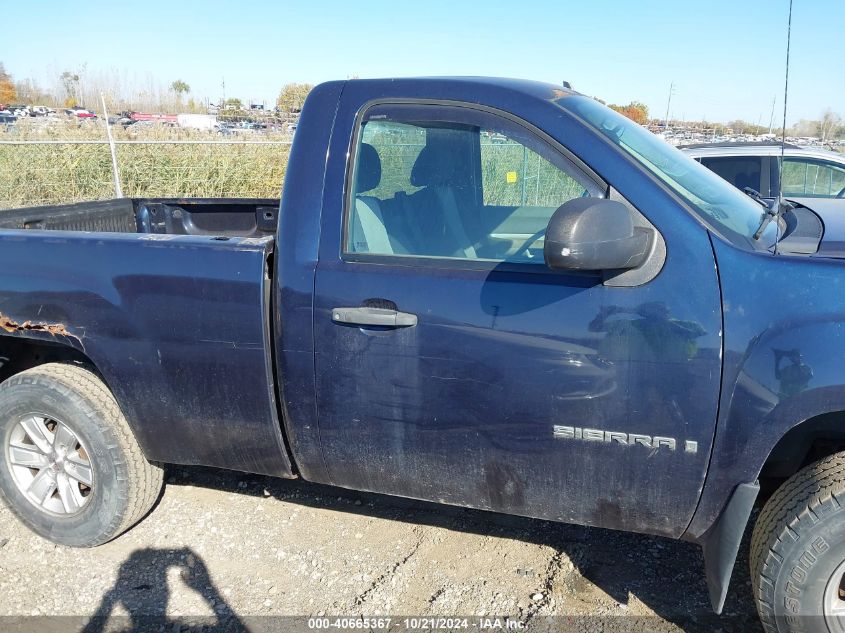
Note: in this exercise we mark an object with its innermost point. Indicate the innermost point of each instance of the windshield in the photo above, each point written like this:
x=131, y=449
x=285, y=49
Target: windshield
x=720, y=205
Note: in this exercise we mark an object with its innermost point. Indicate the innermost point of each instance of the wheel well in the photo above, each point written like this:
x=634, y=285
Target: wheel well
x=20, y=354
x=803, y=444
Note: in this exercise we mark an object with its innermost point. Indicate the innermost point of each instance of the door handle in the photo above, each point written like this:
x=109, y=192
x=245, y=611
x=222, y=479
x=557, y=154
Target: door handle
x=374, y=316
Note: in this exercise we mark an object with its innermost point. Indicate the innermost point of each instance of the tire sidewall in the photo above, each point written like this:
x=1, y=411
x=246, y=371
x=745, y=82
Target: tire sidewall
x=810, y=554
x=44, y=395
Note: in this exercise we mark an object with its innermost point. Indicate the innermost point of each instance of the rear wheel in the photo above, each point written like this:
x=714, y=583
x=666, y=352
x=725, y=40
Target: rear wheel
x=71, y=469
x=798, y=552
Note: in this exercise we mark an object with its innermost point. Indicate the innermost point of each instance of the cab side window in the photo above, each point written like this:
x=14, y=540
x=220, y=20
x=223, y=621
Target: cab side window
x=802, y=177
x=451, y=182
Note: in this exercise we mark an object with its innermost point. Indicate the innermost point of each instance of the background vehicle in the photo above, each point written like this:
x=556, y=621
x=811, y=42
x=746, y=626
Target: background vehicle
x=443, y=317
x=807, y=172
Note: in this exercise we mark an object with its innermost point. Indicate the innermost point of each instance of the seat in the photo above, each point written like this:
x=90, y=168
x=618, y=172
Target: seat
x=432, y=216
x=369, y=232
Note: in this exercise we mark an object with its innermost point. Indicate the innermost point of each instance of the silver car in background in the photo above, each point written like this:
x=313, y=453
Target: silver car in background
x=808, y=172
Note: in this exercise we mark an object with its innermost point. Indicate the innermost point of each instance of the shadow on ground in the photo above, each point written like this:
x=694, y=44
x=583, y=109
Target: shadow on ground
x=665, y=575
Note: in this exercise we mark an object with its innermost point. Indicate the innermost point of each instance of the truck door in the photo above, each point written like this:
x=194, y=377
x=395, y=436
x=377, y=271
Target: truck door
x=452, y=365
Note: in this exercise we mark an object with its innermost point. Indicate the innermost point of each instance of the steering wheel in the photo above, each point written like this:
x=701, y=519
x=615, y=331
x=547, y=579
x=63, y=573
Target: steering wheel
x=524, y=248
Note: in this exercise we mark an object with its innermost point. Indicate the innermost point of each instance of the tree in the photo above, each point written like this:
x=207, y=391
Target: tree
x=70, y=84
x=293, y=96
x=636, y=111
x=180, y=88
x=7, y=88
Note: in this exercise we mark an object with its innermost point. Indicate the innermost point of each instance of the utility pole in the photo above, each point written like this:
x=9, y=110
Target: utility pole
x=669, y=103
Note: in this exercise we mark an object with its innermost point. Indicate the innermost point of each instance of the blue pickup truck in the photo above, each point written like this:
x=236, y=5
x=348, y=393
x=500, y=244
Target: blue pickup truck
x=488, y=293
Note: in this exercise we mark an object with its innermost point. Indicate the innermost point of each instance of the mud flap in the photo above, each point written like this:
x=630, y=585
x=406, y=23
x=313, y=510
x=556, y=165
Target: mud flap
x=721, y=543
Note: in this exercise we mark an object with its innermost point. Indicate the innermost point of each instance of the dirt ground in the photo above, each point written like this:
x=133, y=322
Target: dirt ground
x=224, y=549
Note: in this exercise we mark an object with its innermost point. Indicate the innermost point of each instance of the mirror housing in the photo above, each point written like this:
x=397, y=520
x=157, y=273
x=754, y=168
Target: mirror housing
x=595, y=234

....

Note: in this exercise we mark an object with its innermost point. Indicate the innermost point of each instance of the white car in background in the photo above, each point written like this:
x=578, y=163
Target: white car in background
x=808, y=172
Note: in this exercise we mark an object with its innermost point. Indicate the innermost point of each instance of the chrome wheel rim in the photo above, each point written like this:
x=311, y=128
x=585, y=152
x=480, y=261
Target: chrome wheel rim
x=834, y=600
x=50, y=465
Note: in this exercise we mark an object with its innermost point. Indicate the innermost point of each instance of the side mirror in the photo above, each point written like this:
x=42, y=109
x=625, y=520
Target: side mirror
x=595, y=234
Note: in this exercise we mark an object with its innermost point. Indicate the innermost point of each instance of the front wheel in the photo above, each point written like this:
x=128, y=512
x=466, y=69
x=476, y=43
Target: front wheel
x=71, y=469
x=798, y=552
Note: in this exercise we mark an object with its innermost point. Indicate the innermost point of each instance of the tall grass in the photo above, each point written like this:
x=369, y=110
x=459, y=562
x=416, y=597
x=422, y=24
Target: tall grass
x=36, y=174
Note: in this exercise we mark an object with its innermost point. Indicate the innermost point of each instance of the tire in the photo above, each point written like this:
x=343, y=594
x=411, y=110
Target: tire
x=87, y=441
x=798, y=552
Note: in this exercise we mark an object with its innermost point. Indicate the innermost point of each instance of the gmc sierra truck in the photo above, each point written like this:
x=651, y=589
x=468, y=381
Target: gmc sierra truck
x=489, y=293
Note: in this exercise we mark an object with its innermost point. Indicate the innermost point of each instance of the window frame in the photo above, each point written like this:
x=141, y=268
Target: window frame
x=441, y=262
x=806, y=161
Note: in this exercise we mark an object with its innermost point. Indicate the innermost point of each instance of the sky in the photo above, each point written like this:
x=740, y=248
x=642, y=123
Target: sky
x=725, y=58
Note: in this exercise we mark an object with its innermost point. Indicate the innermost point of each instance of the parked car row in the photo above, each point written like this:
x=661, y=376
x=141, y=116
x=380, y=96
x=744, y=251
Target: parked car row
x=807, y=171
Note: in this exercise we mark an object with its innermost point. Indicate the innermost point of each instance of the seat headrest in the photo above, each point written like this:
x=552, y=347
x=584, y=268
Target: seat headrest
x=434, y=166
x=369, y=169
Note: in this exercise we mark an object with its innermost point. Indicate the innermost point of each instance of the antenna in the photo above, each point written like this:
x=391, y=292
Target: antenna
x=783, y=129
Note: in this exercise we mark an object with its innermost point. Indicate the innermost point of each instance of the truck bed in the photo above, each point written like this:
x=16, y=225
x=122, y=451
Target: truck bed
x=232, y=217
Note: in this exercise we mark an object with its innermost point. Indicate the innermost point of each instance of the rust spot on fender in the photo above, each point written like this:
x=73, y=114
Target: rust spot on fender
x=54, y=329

....

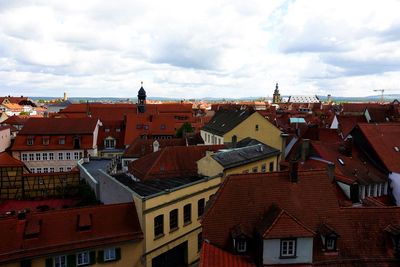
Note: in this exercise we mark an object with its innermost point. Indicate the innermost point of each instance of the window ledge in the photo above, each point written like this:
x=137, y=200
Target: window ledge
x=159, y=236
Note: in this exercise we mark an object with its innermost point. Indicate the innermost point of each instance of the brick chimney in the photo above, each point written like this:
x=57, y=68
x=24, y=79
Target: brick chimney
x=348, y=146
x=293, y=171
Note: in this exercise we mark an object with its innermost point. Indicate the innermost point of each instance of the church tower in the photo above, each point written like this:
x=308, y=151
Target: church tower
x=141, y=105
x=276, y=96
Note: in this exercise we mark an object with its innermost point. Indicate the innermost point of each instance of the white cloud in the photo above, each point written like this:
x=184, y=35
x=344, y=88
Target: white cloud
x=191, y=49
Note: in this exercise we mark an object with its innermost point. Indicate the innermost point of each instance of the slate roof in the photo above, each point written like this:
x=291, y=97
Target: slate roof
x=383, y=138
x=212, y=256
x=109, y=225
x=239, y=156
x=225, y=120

....

= What you are asked to do =
Set down, exactly as they stand above, the lines starting with the line with "Target: white car in background" and going on through the line with "x=468, y=381", and no others.

= Solution below =
Target: white car in background
x=808, y=172
Note: in this exercise we mark an object with its innermost point. Indicate the innermost point of each instance of the chrome wheel rim in the photo above, each point written like this:
x=311, y=128
x=585, y=152
x=480, y=261
Target: chrome wheel rim
x=834, y=600
x=50, y=465
Note: in this exercise we mark an object with its innermost point. Indicate the innermost point of each instance of the side mirror in the photo above, each point written like this:
x=42, y=109
x=625, y=520
Target: side mirror
x=595, y=234
Note: in this exercise we mark an object with its innermost point. Indicate the innermost point of each instance of the front wheel in the photo above, each point written like this:
x=128, y=512
x=466, y=69
x=476, y=43
Target: front wheel
x=71, y=469
x=798, y=552
Note: in this exercise we mark an object with its innermost point. Indicate the innermost point of each instance of the tall grass in the photo above, each point written like this:
x=369, y=110
x=459, y=562
x=416, y=597
x=422, y=24
Target: tall grass
x=36, y=174
Note: in this exercise we mark an object with its innermost point. Indicate the innermost point of each instance of the tire in the photo above, each point written like this:
x=343, y=594
x=411, y=110
Target: tire
x=87, y=441
x=798, y=552
Note: in this exercise we mark an object with its innermost point. Indicate the innermost point of each instance of the gmc sierra truck in the photo above, each point written like this:
x=651, y=589
x=468, y=381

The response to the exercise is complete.